# Work instructions
Switch each "Practice step" in the entries below to "Drill step". Reproduce the entries with nothing else altered.

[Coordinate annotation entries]
====================
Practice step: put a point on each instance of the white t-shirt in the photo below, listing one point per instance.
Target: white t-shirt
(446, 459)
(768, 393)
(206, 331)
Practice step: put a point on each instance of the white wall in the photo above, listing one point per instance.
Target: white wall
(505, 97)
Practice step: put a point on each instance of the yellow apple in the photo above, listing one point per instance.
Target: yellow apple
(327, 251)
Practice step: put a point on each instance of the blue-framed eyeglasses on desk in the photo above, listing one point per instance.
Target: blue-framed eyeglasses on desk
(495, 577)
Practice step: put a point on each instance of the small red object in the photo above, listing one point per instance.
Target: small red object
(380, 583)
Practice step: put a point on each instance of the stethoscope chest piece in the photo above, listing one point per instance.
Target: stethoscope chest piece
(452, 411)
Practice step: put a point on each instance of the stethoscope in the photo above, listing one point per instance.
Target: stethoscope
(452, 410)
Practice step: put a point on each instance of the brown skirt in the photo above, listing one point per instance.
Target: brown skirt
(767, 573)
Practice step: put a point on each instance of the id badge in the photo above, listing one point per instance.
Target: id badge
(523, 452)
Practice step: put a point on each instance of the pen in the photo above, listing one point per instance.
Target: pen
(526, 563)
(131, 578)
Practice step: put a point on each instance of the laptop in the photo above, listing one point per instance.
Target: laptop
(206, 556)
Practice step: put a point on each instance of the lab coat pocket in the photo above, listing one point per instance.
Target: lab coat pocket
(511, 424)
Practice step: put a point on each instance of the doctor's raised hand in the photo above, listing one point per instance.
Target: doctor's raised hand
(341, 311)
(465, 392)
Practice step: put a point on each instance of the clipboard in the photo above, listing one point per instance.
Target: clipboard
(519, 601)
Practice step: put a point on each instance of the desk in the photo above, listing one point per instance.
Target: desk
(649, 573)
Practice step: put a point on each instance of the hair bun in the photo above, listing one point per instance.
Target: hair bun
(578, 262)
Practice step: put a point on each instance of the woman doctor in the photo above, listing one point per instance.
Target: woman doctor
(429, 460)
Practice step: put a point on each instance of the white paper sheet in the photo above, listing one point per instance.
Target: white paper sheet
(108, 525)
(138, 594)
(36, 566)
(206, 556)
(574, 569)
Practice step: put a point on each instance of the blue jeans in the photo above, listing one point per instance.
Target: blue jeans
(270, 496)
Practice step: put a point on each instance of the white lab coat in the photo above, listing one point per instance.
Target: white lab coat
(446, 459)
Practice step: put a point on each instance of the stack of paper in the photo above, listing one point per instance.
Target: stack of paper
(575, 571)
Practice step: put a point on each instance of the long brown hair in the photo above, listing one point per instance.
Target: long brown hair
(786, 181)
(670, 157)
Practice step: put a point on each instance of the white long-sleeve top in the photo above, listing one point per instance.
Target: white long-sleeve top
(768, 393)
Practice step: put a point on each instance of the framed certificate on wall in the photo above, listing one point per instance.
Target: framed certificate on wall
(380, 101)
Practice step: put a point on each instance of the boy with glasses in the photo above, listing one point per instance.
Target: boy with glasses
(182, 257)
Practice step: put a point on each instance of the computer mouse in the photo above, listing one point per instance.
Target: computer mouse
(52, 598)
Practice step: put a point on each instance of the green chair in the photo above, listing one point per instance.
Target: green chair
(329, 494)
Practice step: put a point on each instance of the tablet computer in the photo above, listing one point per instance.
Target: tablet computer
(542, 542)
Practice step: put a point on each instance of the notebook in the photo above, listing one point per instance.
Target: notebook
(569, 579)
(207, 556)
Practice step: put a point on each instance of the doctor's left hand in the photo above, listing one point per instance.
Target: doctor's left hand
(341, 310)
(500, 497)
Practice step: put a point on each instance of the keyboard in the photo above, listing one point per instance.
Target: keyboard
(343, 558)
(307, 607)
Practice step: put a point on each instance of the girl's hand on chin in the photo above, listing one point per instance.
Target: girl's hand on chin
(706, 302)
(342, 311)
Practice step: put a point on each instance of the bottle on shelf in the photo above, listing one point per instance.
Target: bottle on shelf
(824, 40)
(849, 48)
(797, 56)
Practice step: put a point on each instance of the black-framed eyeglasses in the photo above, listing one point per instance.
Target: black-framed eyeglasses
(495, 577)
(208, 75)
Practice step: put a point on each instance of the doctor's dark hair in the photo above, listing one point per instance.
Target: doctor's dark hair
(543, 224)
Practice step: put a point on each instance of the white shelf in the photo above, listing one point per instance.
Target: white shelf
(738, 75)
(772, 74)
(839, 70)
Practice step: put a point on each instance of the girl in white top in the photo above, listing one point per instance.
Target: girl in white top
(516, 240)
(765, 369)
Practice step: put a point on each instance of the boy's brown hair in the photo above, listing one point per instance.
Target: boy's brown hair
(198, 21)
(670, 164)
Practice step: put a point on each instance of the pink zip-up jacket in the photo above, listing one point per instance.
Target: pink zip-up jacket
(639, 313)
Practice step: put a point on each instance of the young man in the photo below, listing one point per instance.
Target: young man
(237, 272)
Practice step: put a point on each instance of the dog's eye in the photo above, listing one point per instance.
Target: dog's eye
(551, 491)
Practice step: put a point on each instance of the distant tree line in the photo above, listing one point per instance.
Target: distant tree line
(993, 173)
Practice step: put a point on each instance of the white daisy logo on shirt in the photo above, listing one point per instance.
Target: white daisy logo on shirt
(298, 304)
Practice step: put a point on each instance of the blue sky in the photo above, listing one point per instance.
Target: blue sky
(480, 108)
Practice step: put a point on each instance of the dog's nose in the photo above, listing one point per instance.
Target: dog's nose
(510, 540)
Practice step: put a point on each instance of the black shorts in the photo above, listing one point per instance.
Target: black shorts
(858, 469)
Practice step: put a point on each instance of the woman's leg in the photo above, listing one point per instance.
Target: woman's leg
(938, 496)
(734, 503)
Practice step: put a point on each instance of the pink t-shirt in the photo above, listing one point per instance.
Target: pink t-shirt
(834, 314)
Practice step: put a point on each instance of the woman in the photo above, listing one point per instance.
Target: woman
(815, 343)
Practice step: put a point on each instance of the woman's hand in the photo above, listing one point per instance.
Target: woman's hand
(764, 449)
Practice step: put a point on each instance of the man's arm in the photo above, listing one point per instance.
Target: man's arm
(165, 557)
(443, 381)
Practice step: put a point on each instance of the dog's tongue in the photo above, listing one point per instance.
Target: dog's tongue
====================
# Answer to the problem
Drill step: put a point on each instance of the white t-shirt in the photo below, listing one point per instance.
Target: white t-shirt
(446, 459)
(768, 393)
(206, 331)
Drill step: put a point on each instance of the white wall in the photo above, listing one point per instance.
Target: white wall
(505, 97)
Drill step: put a point on each instance of the yellow apple in the photo above, listing one point per instance.
Target: yellow apple
(327, 251)
Drill step: put a point on each instance of the blue-framed eyeglasses on desk in the photo above, listing one point per instance.
Target: blue-framed eyeglasses on desk
(495, 577)
Drill step: put a point on each instance of the small red object in the photo above, listing one point per instance.
Target: small red object
(380, 583)
Drill step: put a point on each instance of the stethoscope chest piece in the photo above, listing one point per instance.
Target: stethoscope chest piece
(452, 411)
Drill step: put a point on each instance of the stethoscope in the photo above, listing one point per instance.
Target: stethoscope
(452, 410)
Drill step: put a point on each instance of the brown skirt in the photo above, listing one point per instance.
Target: brown skirt
(767, 573)
Drill step: put a point on each instance of the id badge in the photo above, listing one point per instance.
Target: id badge
(523, 452)
Drill step: put a point on each instance of the pen in the photo above, listing one point per instance.
Target: pen
(526, 563)
(131, 578)
Drill step: put a point on each instance of the laptop in the photo above, listing one point per instance.
Target: laptop
(206, 556)
Drill step: put a point on each instance of the lab coat pocket in the photo above, listing one point per instance.
Target: lab coat pocket
(511, 424)
Drill step: put a point on each instance of the doctor's raised hand in the photo above, listing one point per instance.
Target: doctor's raised hand
(341, 311)
(465, 392)
Drill step: put a point on each instance of the clipboard in the photo above, listing one point per instance.
Target: clipboard
(519, 601)
Drill step: put a point on each instance of the desk in the photo above, listing one point per instance.
Target: desk
(649, 573)
Drill step: put a point on each instance of the hair bun in the photo above, listing one point per instance.
Target: hair bun
(578, 262)
Drill step: put a point on each instance of the woman doctor in the photo above, listing one point per instance.
Target: woman doctor
(429, 460)
Drill step: put a point on each instance of the white paper sheet in the photo above, listing one point per instance.
Target: white paper sheet
(108, 525)
(138, 594)
(36, 566)
(206, 556)
(574, 569)
Drill step: put a point on each instance of the blue jeans in the photo above, listing one point per instance.
Target: blue jeans
(270, 496)
Drill step: put a point on each instance of the white lab coat in the photo above, listing one point per instance.
Target: white lab coat
(446, 459)
Drill step: put a point on each instance of the stack of paper in the photo above, listing one point per instance.
Target: stack of paper
(575, 571)
Drill step: put a point on each instance of the long brown hair in the photo above, listing one point per instance.
Target: long brown hair
(786, 181)
(670, 157)
Drill step: put a point on each instance of the white long-sleeve top in the photo above, listing one point per instance.
Target: white long-sleeve top
(768, 393)
Drill step: put a point on each instance of the framed certificate on wall in the photo above, listing one point per instance.
Target: framed certificate on wall
(380, 101)
Drill step: put a point on each instance of the boy with glasses in the photo above, listing one point per instance.
Target: boy with glasses
(182, 257)
Drill step: put a point on each instance of the computer mouse in the photo above, listing one point per instance.
Target: computer mouse
(52, 598)
Drill step: put a point on each instance of the green chair in the photo above, listing one point per instance.
Target: green chair
(329, 494)
Drill step: put a point on each instance of the tablet computer in the photo above, listing one point per instance.
Target: tablet computer
(542, 542)
Drill step: put a point on each instance of the notebook in the photo above, listing one point per instance.
Target: notebook
(569, 579)
(207, 556)
Drill step: put a point on each instance of the doctor's left hand in the photo above, listing one point per instance.
Target: doctor's left hand
(341, 310)
(500, 497)
Drill step: put a point on each instance of the keyboard in the photo above, listing one point per instance.
Target: keyboard
(343, 558)
(307, 607)
Drill step: put a point on each instance of the girl's hand on chin in the photo above, listing one point per instance.
Target: girl's hand on chin
(706, 302)
(342, 311)
Drill step: put a point on each instance of the bottle on shelf in the photo above, listing one point per instance.
Target: bottle on shelf
(824, 40)
(849, 48)
(797, 56)
Drill step: put a point on each instance of the black-framed eyeglasses in the photo above, listing one point per instance.
Target: black-framed eyeglasses
(495, 577)
(208, 75)
Drill step: put a point on each instance of the doctor's dark hair in the photo above, listing one point per instance.
Target: doctor's dark hair
(543, 224)
Drill step: put a point on each instance of the white shelf in the photo above, listing one point per instance.
Target: white shelf
(738, 75)
(772, 74)
(839, 70)
Drill step: put a point on each instance of the girl in white top in the photo above, listing one point per instance.
Target: girl in white top
(516, 240)
(765, 369)
Drill step: put a point on each instance of the boy's brown hair in the photo above, listing one point per instance.
Target: boy's brown hair
(198, 21)
(670, 164)
Drill step: put a point on each instance of the pink zip-up jacket in the photo above, listing one point per instance.
Target: pink zip-up jacket
(639, 313)
Drill step: put a point on each instance of the young man in the photo below, listing one point per instance.
Target: young man
(237, 272)
Drill step: put a point on each instance of the dog's eye in the photo above, listing one point per instance.
Target: dog's eye
(551, 491)
Drill step: put a point on each instance of the distant tree line in the photo above, listing one point per instance.
Target: distant tree line
(993, 173)
Drill step: put a point on each instance of the white daisy logo on shirt in the photo above, listing one point per instance.
Target: white daisy logo on shirt
(298, 304)
Drill step: put a point on each instance of the blue sky in the photo above, listing one point per instance.
Target: blue sky
(480, 108)
Drill step: put a point on each instance of the dog's nose in the photo above, listing one point per instance.
Target: dog's nose
(510, 540)
Drill step: put a point on each instance of the black shorts in the photo above, listing one point per instance.
Target: black shorts
(858, 469)
Drill step: put a point on each instance of the woman's leg in the photo above, listing one point per instance.
Target: woman's leg
(938, 496)
(734, 503)
Drill step: put a point on each instance of the pink t-shirt in the photo above, listing one point per instance.
Target: pink t-shirt
(834, 314)
Drill step: put a point on each instance of the woman in the photo above, listing one point per instance.
Target: woman
(815, 343)
Drill step: put a point on each instance of the woman's hand in the photo above, listing one point per instance.
Target: woman's hand
(764, 449)
Drill step: put a point on each instance of the man's arm in the photo above, listing one point per instance.
Target: man's arm
(165, 557)
(443, 381)
Drill step: put a point on each instance of the dog's tongue in the photo above, listing one point per instance.
Target: dog's tongue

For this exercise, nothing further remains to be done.